**What you will do**.
Pick out and copy every line of the material below that contains the string "water". Matches are case-sensitive.

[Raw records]

──────────

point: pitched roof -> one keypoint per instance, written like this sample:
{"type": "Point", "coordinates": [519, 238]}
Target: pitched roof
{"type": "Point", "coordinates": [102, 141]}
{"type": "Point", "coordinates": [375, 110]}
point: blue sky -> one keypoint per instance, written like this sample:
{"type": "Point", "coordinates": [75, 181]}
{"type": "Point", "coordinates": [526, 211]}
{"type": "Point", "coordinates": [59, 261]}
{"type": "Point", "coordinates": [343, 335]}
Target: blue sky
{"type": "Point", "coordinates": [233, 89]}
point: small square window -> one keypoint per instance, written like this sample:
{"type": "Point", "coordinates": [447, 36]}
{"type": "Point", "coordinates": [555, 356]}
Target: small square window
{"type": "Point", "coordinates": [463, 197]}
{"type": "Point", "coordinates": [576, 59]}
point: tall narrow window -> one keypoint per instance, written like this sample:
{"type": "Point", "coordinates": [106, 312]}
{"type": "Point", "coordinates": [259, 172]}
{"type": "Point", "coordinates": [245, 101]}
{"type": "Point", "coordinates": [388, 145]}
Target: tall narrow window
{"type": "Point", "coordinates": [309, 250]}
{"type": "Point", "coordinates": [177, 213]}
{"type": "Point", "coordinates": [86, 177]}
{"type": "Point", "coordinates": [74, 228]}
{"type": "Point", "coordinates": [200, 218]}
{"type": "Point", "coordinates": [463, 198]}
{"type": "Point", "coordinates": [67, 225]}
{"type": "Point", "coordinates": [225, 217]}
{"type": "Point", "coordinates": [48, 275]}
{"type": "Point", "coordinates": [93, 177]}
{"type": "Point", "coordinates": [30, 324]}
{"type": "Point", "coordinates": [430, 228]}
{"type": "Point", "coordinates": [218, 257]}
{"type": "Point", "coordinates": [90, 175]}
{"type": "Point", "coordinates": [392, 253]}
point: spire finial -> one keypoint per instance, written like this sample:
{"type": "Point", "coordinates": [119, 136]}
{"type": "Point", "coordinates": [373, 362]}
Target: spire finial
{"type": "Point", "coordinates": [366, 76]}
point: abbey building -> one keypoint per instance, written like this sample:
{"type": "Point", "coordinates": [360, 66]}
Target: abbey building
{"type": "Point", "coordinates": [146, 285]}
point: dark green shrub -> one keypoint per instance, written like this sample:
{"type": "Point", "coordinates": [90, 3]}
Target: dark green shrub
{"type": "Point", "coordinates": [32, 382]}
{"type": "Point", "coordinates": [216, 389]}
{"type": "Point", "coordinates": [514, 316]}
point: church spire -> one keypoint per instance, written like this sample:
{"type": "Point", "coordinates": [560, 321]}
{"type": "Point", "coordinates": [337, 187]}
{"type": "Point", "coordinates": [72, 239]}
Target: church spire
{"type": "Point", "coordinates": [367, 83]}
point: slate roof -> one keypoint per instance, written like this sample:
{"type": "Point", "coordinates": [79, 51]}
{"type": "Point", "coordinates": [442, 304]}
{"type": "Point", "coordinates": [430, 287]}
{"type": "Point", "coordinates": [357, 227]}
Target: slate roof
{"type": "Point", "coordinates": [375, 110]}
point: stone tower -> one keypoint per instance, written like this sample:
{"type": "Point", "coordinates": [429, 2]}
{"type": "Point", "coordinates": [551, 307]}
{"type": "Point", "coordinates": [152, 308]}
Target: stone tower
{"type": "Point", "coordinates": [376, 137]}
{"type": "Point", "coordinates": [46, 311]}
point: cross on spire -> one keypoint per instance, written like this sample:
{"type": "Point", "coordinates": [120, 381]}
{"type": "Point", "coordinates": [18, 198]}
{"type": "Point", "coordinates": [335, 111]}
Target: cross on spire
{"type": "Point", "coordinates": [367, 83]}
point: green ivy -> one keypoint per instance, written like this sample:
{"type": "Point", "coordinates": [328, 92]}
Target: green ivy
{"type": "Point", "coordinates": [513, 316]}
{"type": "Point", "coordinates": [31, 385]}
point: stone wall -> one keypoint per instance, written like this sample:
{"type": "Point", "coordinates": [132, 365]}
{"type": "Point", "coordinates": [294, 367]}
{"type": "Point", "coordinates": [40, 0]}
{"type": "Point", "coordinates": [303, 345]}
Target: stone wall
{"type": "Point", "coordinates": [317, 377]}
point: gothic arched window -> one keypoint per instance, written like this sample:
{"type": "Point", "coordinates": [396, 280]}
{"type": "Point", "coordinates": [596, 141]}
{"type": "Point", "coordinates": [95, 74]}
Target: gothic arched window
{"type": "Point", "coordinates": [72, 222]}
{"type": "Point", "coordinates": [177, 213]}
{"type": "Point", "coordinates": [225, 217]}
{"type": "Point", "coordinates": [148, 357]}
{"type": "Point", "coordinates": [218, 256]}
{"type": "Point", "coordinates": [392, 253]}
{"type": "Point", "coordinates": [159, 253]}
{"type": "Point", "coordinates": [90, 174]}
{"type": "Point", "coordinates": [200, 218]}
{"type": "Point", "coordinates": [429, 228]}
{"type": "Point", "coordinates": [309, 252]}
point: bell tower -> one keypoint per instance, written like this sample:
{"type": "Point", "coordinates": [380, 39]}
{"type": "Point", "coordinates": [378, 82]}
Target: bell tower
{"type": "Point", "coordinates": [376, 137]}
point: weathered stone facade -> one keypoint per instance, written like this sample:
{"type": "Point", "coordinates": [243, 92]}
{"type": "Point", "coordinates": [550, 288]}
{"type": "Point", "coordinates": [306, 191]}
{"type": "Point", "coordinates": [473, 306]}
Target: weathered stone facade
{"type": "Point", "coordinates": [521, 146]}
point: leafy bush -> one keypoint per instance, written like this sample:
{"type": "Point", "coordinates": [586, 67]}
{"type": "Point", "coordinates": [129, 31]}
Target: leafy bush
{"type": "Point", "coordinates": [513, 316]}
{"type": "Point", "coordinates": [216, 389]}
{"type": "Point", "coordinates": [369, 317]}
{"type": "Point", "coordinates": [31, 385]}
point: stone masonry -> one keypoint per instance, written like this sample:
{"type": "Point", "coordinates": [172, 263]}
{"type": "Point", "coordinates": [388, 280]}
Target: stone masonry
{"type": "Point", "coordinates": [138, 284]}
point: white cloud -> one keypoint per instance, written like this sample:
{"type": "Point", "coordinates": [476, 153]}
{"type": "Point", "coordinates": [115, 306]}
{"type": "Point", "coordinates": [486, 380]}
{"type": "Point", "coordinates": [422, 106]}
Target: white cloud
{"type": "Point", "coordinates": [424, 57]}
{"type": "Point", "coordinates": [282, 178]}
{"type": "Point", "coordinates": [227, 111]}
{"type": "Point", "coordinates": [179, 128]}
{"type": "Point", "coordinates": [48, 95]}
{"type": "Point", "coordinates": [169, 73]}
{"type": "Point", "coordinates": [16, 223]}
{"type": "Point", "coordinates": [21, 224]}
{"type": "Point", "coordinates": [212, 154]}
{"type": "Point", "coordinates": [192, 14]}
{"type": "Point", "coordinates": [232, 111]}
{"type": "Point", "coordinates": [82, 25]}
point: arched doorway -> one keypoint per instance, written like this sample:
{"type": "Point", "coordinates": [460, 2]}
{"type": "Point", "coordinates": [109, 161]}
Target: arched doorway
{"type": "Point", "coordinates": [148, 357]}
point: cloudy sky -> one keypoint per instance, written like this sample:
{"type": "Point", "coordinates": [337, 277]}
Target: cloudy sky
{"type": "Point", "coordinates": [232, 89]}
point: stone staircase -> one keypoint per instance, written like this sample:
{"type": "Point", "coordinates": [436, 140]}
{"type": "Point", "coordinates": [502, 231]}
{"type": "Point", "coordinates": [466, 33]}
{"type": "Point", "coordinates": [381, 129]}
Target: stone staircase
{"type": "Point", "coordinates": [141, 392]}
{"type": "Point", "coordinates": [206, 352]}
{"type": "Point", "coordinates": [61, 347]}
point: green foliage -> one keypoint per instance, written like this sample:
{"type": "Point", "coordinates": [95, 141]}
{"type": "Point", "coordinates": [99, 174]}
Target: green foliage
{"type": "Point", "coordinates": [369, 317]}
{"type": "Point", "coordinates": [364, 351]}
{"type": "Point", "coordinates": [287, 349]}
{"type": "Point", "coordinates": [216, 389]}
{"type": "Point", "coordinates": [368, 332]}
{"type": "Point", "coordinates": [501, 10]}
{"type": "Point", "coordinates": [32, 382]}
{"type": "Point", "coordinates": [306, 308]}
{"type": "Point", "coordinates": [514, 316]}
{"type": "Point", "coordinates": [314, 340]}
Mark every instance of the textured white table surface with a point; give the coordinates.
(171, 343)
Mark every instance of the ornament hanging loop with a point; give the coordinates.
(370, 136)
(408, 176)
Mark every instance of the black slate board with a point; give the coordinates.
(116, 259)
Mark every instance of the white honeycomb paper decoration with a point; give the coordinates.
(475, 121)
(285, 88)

──────────

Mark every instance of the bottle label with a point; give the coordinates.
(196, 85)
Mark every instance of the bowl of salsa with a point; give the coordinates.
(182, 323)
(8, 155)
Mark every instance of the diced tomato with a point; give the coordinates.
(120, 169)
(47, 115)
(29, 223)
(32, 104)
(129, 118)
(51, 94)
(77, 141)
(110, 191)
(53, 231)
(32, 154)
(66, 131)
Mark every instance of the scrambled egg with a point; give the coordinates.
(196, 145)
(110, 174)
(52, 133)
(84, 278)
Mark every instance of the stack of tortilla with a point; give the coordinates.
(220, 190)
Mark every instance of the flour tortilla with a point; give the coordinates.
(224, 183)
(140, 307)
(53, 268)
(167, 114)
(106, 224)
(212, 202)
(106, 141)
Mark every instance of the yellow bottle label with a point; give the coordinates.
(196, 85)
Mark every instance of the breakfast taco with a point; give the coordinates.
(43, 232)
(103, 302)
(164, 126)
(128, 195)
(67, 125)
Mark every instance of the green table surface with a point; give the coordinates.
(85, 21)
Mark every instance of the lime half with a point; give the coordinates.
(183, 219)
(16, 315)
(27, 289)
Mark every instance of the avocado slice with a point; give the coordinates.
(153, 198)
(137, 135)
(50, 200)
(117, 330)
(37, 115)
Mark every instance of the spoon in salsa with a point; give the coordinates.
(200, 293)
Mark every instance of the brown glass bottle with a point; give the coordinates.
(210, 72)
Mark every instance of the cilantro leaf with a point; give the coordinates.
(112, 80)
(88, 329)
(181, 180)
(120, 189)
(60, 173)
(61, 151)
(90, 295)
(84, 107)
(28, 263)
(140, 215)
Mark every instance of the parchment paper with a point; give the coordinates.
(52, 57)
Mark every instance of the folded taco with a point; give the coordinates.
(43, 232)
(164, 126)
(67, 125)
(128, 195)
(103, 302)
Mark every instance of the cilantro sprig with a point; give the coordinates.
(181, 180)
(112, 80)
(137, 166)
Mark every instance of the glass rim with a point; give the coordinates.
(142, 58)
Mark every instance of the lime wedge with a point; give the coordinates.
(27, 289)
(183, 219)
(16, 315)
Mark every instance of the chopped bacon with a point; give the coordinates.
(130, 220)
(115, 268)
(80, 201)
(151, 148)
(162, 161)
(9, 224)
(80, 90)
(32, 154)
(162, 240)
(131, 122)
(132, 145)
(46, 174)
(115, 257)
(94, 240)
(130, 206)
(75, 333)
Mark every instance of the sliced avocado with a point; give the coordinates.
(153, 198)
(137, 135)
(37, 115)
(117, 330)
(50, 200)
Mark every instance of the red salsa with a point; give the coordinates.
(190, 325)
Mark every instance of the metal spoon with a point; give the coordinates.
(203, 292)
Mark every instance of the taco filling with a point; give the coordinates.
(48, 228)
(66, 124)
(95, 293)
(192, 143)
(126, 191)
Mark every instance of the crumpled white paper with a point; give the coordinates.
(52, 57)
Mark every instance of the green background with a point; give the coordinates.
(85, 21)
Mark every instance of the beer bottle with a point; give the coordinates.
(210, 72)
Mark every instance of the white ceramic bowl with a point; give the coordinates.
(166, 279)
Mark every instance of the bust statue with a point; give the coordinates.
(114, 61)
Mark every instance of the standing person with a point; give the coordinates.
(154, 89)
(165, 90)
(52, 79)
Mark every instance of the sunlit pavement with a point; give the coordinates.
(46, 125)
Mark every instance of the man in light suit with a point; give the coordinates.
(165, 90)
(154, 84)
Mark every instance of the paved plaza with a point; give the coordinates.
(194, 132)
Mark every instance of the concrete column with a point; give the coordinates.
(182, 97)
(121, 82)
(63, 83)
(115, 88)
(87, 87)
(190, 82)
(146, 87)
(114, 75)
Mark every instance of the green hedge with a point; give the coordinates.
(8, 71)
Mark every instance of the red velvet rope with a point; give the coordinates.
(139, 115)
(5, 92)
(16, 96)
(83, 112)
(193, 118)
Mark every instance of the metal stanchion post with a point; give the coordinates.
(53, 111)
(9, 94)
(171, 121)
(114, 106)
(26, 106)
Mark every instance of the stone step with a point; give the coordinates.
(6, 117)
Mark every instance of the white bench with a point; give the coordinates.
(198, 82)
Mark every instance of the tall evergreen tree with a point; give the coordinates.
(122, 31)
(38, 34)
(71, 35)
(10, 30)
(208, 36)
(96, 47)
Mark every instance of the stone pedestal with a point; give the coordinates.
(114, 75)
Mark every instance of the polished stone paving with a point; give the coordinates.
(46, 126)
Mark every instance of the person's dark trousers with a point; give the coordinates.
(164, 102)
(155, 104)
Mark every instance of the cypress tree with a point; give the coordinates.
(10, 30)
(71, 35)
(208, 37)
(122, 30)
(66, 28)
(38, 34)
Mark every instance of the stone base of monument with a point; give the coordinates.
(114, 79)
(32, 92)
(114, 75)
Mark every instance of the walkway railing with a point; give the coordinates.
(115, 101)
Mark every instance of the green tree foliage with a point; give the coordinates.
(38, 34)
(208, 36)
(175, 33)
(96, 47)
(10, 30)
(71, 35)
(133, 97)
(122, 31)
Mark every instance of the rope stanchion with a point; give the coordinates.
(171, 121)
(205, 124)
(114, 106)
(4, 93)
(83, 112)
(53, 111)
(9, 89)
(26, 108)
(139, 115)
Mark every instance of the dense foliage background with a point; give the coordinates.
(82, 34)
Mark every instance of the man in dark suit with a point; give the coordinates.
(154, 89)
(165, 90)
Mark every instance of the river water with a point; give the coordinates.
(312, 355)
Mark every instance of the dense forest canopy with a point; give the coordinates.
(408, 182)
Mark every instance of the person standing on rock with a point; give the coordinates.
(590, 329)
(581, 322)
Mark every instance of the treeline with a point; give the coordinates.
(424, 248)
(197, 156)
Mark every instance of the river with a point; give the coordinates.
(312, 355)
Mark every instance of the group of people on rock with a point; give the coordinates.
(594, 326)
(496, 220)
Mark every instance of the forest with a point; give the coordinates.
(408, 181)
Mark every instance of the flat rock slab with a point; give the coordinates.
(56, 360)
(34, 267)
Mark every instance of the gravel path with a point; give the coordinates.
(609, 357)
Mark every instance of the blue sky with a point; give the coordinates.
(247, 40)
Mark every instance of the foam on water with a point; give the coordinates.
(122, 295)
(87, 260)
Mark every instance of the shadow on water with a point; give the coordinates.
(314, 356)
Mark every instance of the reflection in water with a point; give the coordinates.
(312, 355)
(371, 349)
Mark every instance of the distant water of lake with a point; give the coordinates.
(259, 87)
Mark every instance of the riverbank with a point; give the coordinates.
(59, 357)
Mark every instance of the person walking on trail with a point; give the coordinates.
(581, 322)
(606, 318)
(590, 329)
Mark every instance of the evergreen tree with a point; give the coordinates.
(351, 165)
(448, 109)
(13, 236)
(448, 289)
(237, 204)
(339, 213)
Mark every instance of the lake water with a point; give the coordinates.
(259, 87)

──────────

**Final answer**.
Mark every instance of the river water with a point; give the coordinates.
Mark every instance of the foam on water with a point; give the coordinates.
Mark every instance of the shadow on water with a point; give the coordinates.
Mark every instance of the reflection in water with a point; give the coordinates.
Mark every instance of the distant water of lake with a point; give the coordinates.
Mark every instance of the lake water with a point; give the coordinates.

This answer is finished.